───── Task inputs ─────
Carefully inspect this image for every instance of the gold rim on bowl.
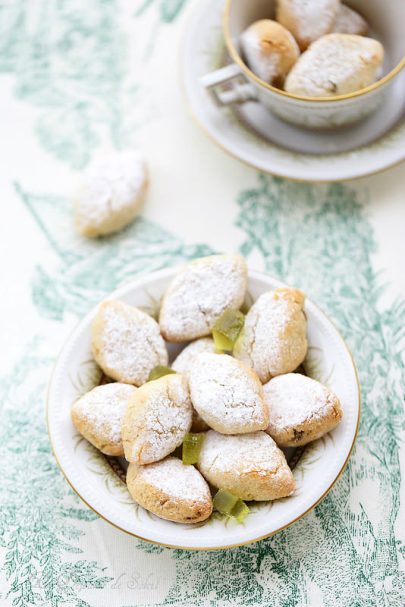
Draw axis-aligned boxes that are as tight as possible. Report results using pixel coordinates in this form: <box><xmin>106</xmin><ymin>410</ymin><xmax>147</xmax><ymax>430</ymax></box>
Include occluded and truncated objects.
<box><xmin>223</xmin><ymin>0</ymin><xmax>405</xmax><ymax>103</ymax></box>
<box><xmin>45</xmin><ymin>268</ymin><xmax>361</xmax><ymax>552</ymax></box>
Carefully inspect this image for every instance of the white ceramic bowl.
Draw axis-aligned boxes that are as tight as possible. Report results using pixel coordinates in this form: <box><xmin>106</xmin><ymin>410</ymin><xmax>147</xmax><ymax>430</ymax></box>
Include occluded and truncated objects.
<box><xmin>202</xmin><ymin>0</ymin><xmax>405</xmax><ymax>129</ymax></box>
<box><xmin>47</xmin><ymin>269</ymin><xmax>360</xmax><ymax>550</ymax></box>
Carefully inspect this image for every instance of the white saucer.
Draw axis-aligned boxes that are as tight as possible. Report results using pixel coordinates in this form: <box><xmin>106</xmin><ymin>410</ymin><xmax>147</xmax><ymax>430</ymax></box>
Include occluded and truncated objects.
<box><xmin>181</xmin><ymin>0</ymin><xmax>405</xmax><ymax>181</ymax></box>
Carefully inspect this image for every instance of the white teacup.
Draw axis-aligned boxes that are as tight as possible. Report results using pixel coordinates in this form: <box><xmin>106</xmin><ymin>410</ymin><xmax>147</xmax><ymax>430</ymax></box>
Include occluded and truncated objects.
<box><xmin>201</xmin><ymin>0</ymin><xmax>405</xmax><ymax>128</ymax></box>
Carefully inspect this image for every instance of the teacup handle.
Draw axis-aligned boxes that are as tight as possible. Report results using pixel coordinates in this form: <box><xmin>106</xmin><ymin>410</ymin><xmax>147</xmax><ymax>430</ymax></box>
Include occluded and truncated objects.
<box><xmin>201</xmin><ymin>63</ymin><xmax>257</xmax><ymax>107</ymax></box>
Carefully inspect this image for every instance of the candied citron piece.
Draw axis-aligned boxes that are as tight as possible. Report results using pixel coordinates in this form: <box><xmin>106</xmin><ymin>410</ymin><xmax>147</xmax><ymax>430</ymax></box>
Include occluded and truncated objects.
<box><xmin>213</xmin><ymin>489</ymin><xmax>249</xmax><ymax>523</ymax></box>
<box><xmin>212</xmin><ymin>309</ymin><xmax>245</xmax><ymax>351</ymax></box>
<box><xmin>148</xmin><ymin>365</ymin><xmax>176</xmax><ymax>381</ymax></box>
<box><xmin>182</xmin><ymin>432</ymin><xmax>205</xmax><ymax>464</ymax></box>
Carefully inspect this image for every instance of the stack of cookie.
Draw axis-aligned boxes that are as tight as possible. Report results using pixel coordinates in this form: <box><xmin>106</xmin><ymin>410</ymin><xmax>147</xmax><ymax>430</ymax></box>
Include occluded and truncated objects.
<box><xmin>240</xmin><ymin>0</ymin><xmax>384</xmax><ymax>97</ymax></box>
<box><xmin>72</xmin><ymin>255</ymin><xmax>342</xmax><ymax>523</ymax></box>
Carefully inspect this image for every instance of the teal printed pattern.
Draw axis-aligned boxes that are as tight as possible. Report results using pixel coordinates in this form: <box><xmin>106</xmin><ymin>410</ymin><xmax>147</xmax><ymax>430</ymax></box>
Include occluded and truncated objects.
<box><xmin>15</xmin><ymin>184</ymin><xmax>212</xmax><ymax>320</ymax></box>
<box><xmin>153</xmin><ymin>176</ymin><xmax>405</xmax><ymax>607</ymax></box>
<box><xmin>0</xmin><ymin>338</ymin><xmax>112</xmax><ymax>607</ymax></box>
─────
_Work required_
Copy out all the records above word for word, leaving out the picture.

_Response to the exercise_
Carefully inspect this image for every instance of the gold rim on bowl.
Draw axis-aligned boxes that are as tight as possible. Report results using pixel coordinates in this form: <box><xmin>106</xmin><ymin>410</ymin><xmax>147</xmax><ymax>430</ymax></box>
Include occluded and truncated objects.
<box><xmin>223</xmin><ymin>0</ymin><xmax>405</xmax><ymax>103</ymax></box>
<box><xmin>45</xmin><ymin>268</ymin><xmax>361</xmax><ymax>552</ymax></box>
Carefully inspect this image for every instance of the white ceramic bowl.
Draw axis-aligned boxes that are as tight as possible. Report results using pixel coordinates in this form: <box><xmin>106</xmin><ymin>410</ymin><xmax>147</xmax><ymax>430</ymax></box>
Include occluded and truncated objects.
<box><xmin>202</xmin><ymin>0</ymin><xmax>405</xmax><ymax>129</ymax></box>
<box><xmin>47</xmin><ymin>269</ymin><xmax>360</xmax><ymax>550</ymax></box>
Carefully inspect this image for every instance of the white saucer.
Draw axis-aligned boxes that are as tight as possible. Report results using pixel coordinates in this form: <box><xmin>106</xmin><ymin>410</ymin><xmax>147</xmax><ymax>430</ymax></box>
Include occluded and truncated objects.
<box><xmin>181</xmin><ymin>0</ymin><xmax>405</xmax><ymax>181</ymax></box>
Carefully inspect this image for every instance of the white teacup.
Draw axis-aligned boxes that are as tight as possible. Report results using pixel coordinates in this form: <box><xmin>106</xmin><ymin>410</ymin><xmax>147</xmax><ymax>430</ymax></box>
Include occluded and truncated objects.
<box><xmin>201</xmin><ymin>0</ymin><xmax>405</xmax><ymax>128</ymax></box>
Carefully inspect this image for every instance of the teacup handle.
Draw axis-aligned boxes that are as tight as possible. Report results using pixel coordinates in this form: <box><xmin>106</xmin><ymin>410</ymin><xmax>147</xmax><ymax>430</ymax></box>
Include occluded and truncated objects.
<box><xmin>201</xmin><ymin>63</ymin><xmax>257</xmax><ymax>107</ymax></box>
Carefully inspect this image for every instance of the candied citron piece.
Draw axis-aligned boxes that are as tight as possible. Report results using pixel coordinates in this form: <box><xmin>106</xmin><ymin>410</ymin><xmax>147</xmax><ymax>430</ymax></box>
Include occluded and truncated objects.
<box><xmin>213</xmin><ymin>489</ymin><xmax>249</xmax><ymax>523</ymax></box>
<box><xmin>212</xmin><ymin>309</ymin><xmax>245</xmax><ymax>351</ymax></box>
<box><xmin>148</xmin><ymin>365</ymin><xmax>176</xmax><ymax>381</ymax></box>
<box><xmin>182</xmin><ymin>432</ymin><xmax>205</xmax><ymax>464</ymax></box>
Carefully inspect this image for every instance of the stack of cookie.
Draw axis-aligned boxes that are as tight as possible. Report results using pixel coordinates in this form: <box><xmin>106</xmin><ymin>410</ymin><xmax>147</xmax><ymax>430</ymax></box>
Include occluded and truncated objects.
<box><xmin>240</xmin><ymin>0</ymin><xmax>384</xmax><ymax>97</ymax></box>
<box><xmin>72</xmin><ymin>255</ymin><xmax>342</xmax><ymax>523</ymax></box>
Carefully inspect this image for every instance of the teal printed pattern.
Draw axis-aligned boxes that are as tight as possible. Report results using pixel coordinates in this form: <box><xmin>106</xmin><ymin>410</ymin><xmax>147</xmax><ymax>430</ymax></box>
Include occluded and truncated objects.
<box><xmin>15</xmin><ymin>184</ymin><xmax>212</xmax><ymax>320</ymax></box>
<box><xmin>153</xmin><ymin>176</ymin><xmax>405</xmax><ymax>607</ymax></box>
<box><xmin>0</xmin><ymin>338</ymin><xmax>112</xmax><ymax>607</ymax></box>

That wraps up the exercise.